(Stored entries)

▼

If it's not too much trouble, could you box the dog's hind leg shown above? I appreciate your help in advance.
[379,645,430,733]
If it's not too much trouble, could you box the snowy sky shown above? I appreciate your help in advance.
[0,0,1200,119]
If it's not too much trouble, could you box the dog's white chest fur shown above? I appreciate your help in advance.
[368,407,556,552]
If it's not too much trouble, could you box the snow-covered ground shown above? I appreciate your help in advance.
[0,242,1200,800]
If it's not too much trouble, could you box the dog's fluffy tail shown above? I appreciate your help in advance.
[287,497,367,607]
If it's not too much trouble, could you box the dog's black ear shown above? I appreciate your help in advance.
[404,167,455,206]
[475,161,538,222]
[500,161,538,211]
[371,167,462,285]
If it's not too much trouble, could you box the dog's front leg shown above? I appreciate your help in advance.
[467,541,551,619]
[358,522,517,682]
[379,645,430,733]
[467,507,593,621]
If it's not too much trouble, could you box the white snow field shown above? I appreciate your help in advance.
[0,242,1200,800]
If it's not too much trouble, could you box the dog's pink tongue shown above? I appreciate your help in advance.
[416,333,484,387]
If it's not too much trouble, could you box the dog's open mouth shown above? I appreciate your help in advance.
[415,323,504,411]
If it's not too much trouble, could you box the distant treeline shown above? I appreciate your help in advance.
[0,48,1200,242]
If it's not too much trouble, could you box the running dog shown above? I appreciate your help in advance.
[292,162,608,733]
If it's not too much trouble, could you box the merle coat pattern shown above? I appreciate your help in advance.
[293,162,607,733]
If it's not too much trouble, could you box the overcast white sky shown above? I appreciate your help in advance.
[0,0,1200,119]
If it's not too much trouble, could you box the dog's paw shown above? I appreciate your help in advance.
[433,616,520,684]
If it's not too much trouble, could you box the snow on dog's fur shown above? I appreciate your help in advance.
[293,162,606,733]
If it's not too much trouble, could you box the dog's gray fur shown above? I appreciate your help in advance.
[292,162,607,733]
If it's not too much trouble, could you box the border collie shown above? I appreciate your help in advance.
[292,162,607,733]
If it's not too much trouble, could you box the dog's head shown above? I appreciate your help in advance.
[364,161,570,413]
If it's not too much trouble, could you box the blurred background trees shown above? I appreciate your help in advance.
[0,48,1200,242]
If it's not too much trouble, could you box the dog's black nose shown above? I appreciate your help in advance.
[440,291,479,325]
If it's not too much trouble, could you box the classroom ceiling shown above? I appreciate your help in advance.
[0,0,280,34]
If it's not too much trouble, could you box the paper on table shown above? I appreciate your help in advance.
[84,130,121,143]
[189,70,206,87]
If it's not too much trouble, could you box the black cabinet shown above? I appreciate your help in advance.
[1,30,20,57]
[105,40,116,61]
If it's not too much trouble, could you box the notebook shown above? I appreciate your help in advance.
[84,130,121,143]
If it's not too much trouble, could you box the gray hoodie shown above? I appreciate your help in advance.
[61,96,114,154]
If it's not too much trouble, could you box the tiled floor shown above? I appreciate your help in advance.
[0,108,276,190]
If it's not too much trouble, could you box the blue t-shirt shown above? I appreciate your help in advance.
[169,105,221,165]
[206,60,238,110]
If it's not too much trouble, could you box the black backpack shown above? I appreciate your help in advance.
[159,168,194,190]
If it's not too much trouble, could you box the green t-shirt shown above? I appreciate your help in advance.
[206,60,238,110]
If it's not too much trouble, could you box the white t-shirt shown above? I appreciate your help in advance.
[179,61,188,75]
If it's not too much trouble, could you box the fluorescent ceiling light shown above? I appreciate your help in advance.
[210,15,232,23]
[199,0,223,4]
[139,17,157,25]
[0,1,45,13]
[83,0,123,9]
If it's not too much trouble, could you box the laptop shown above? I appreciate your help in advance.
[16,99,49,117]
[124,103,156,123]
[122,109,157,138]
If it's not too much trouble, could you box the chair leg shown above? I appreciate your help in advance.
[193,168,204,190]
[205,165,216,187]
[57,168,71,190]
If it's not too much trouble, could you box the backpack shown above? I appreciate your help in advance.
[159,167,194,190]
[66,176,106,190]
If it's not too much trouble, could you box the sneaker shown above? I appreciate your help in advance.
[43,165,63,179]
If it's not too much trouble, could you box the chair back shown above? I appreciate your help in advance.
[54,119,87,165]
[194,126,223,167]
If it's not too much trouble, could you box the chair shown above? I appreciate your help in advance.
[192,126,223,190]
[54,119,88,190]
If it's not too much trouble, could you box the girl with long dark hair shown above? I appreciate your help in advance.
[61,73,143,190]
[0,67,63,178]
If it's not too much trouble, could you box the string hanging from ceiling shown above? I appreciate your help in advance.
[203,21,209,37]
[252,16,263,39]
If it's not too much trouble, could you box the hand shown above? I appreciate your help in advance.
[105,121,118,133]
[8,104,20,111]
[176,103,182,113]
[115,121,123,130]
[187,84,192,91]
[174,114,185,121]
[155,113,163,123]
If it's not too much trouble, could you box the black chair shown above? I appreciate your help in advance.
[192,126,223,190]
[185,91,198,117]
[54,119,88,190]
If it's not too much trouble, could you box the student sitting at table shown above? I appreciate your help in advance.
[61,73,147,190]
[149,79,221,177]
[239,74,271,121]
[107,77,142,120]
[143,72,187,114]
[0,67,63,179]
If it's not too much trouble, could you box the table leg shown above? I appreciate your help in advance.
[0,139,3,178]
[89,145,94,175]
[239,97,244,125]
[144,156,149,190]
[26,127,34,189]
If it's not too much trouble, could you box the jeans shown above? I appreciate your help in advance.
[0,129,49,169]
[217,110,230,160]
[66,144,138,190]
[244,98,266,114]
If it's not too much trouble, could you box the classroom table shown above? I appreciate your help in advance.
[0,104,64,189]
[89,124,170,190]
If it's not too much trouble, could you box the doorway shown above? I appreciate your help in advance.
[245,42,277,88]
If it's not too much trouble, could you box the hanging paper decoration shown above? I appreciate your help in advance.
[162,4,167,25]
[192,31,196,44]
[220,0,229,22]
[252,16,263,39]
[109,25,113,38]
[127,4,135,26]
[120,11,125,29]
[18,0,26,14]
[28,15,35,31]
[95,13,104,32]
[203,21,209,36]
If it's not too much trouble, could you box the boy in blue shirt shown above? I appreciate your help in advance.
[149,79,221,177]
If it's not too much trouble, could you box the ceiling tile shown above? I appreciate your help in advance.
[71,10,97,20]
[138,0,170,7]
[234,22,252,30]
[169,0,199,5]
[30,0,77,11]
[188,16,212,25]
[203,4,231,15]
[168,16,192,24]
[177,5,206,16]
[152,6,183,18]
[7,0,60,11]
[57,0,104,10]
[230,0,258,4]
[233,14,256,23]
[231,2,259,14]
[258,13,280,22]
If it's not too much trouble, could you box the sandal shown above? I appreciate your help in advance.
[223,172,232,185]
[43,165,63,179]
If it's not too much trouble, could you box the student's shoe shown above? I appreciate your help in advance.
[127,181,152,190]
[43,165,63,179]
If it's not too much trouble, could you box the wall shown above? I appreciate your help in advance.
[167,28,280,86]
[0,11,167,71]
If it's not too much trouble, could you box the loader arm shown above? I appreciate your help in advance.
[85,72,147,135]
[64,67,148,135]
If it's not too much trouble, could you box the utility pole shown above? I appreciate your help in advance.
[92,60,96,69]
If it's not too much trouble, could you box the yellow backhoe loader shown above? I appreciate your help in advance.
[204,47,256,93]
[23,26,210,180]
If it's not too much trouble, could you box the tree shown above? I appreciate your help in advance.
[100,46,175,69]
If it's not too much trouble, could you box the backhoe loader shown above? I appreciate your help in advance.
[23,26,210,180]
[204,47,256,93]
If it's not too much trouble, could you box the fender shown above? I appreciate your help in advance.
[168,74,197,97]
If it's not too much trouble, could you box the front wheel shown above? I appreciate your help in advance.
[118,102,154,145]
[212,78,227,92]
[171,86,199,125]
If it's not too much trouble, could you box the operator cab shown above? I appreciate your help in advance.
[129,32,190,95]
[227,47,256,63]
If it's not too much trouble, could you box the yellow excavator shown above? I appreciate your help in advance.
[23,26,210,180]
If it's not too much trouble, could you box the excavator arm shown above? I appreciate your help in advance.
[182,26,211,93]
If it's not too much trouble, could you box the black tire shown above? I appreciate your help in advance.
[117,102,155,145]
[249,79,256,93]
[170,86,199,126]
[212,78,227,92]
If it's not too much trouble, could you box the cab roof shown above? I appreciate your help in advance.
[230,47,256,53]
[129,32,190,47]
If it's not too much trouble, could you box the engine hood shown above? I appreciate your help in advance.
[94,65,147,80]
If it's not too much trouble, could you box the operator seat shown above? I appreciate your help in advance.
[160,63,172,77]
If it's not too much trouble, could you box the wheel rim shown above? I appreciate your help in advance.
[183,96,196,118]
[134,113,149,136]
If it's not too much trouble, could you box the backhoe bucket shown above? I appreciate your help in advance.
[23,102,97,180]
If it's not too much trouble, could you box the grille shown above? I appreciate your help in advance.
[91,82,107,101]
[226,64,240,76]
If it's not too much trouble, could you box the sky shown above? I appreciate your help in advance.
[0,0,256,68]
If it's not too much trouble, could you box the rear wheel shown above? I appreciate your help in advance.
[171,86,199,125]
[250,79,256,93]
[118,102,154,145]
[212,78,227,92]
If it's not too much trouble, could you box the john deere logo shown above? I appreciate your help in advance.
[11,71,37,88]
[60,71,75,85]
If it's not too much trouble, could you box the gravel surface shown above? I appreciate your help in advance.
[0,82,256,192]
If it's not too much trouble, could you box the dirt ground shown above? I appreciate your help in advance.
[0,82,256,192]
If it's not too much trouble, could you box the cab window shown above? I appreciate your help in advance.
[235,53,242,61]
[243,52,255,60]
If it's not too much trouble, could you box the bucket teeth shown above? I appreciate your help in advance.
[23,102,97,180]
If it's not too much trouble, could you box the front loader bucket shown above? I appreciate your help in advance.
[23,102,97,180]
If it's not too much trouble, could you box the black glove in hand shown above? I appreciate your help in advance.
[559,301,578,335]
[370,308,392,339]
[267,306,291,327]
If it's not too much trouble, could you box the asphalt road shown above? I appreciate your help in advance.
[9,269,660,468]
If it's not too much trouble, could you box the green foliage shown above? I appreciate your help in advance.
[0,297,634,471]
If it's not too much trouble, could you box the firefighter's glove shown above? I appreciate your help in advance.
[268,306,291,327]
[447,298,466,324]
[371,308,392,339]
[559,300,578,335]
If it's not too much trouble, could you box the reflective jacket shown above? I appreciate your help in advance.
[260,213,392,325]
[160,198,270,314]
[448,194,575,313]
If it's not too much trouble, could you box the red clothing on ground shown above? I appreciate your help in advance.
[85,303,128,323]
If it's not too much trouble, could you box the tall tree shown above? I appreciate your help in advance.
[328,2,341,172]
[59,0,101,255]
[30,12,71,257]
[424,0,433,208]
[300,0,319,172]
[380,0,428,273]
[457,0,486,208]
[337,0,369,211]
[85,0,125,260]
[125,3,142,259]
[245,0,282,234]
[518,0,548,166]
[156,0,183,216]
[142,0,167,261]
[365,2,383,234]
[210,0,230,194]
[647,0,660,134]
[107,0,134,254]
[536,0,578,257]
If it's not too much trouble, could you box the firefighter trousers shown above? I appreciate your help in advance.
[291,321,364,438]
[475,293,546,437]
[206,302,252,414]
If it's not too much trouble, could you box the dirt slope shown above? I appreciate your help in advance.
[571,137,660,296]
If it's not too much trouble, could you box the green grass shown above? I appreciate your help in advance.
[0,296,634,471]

▲

DIRECTIONS FOR THIS TASK >>
Swap "box" for "outline" in the entries from the start through the line containing "[368,407,556,552]", and write those lines out again with nothing else altered.

PROBLEM SOLUTION >>
If it's not too much trouble, could you outline the dog's hind leg shown above? I appreciate your help in advance.
[379,645,430,733]
If it's not too much trouble, could you outline the snowy sky shown above? I appreciate your help in advance.
[0,0,1200,119]
If it's not too much trouble, could you outline the dog's white chest fur shown above? I appreciate your help in advance.
[368,407,556,552]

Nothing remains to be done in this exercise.